Está embarazada de ocho semanas. No tiene pareja estable, tuvo una relación sexual en la que usaron preservativo aunque hubo algunos descuidos. Por las dudas tomó las pastillas de emergencia pero no le hicieron efecto. Al mes empezó el periplo de qué hacer. Es la primera vez que queda embarazada; alega que con 25 años siempre tomó precauciones: “Si hubiera querido ya tendría tres hijos, tuve la conciencia y el criterio de prevenir para que no me pasara algo así”. La atan aspectos económicos, cuenta que el sueldo no le da como para independizarse, que su madre no podría cuidar del niño. “No quiero dejarlo en una guardería, cuando tenga un hijo quiero tenerlo conmigo hasta los dos años... y menos quiero tenerlo si no tengo al padre conmigo”, acota. Es su proyecto de vida y el diseño que quisiera para un hijo lo que considera en juego.

DATOS PROPORCIONADOS:
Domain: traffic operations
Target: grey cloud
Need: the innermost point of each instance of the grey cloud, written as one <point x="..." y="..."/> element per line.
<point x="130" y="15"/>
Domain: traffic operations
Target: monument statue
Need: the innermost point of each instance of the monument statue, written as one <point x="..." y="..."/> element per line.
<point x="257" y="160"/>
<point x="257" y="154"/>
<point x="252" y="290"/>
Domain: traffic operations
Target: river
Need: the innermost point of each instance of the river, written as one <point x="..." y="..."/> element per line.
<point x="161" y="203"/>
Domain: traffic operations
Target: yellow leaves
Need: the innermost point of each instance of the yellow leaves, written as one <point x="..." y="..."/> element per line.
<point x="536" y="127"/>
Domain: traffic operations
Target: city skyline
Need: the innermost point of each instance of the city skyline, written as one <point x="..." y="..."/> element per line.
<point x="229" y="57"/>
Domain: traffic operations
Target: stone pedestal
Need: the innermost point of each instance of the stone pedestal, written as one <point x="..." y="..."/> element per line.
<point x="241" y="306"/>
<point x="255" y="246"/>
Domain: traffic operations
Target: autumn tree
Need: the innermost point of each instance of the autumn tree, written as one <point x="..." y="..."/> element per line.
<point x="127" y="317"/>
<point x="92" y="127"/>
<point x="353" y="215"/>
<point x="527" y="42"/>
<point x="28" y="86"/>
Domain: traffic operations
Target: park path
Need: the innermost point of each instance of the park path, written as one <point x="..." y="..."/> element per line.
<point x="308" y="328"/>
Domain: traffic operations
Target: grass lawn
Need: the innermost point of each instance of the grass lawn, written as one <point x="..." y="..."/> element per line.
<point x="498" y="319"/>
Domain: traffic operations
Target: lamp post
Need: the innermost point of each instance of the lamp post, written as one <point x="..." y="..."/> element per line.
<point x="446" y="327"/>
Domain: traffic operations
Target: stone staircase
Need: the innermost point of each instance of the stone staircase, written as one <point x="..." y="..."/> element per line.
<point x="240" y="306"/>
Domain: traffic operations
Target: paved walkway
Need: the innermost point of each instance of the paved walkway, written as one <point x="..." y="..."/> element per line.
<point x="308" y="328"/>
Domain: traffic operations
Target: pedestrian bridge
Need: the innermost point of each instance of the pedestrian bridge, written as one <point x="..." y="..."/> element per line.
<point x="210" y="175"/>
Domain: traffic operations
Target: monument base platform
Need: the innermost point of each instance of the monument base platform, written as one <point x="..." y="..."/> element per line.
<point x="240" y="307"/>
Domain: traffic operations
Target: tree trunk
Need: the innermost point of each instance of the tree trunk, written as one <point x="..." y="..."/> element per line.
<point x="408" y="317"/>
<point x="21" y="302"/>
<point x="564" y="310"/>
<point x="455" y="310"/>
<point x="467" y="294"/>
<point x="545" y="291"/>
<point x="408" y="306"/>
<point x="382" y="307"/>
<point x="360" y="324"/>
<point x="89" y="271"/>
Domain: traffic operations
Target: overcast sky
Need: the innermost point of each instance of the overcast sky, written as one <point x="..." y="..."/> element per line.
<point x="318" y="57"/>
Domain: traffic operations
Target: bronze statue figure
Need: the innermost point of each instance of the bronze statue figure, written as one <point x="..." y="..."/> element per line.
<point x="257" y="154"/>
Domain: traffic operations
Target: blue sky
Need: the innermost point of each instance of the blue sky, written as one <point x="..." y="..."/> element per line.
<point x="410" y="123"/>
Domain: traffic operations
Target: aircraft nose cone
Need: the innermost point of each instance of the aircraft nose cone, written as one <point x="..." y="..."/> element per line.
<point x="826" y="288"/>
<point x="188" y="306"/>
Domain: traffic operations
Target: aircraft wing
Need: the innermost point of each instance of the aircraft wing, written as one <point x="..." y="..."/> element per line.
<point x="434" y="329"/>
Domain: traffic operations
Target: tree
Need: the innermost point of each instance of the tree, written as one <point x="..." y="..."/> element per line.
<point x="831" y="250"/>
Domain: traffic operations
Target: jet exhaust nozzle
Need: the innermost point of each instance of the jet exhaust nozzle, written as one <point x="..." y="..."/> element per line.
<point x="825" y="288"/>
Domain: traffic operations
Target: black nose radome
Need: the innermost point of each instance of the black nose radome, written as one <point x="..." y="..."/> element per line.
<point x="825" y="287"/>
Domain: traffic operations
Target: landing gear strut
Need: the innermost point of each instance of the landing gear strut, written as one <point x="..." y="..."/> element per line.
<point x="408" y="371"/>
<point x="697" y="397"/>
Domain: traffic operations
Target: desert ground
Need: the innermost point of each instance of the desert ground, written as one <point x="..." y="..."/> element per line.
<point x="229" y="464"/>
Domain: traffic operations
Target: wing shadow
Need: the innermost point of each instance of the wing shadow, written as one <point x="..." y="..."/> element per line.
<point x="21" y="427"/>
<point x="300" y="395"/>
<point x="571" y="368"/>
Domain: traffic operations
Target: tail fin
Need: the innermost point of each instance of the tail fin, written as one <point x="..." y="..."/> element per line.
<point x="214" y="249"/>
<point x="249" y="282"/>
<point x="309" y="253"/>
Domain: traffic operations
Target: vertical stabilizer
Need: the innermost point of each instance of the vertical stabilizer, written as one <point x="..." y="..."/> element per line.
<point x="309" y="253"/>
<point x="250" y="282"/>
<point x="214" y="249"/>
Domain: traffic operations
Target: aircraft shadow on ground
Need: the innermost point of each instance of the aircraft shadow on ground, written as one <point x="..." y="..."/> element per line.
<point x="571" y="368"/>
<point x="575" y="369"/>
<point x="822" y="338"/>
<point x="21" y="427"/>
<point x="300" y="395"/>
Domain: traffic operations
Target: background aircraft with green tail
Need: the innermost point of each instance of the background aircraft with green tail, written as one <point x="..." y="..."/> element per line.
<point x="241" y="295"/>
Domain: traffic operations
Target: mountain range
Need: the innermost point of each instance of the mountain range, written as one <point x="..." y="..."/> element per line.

TU TAREA: Por favor, vuelve a escribir sin cambios el pasaje del texto sobre el embarazo que empieza con las palabras que contienen “Está embarazada de” y termina con “considera en juego.”. Los datos son un material independiente del texto.

RESPUESTA:
Está embarazada de ocho semanas. No tiene pareja estable, tuvo una relación sexual en la que usaron preservativo aunque hubo algunos descuidos. Por las dudas tomó las pastillas de emergencia pero no le hicieron efecto. Al mes empezó el periplo de qué hacer. Es la primera vez que queda embarazada; alega que con 25 años siempre tomó precauciones: “Si hubiera querido ya tendría tres hijos, tuve la conciencia y el criterio de prevenir para que no me pasara algo así”. La atan aspectos económicos, cuenta que el sueldo no le da como para independizarse, que su madre no podría cuidar del niño. “No quiero dejarlo en una guardería, cuando tenga un hijo quiero tenerlo conmigo hasta los dos años... y menos quiero tenerlo si no tengo al padre conmigo”, acota. Es su proyecto de vida y el diseño que quisiera para un hijo lo que considera en juego.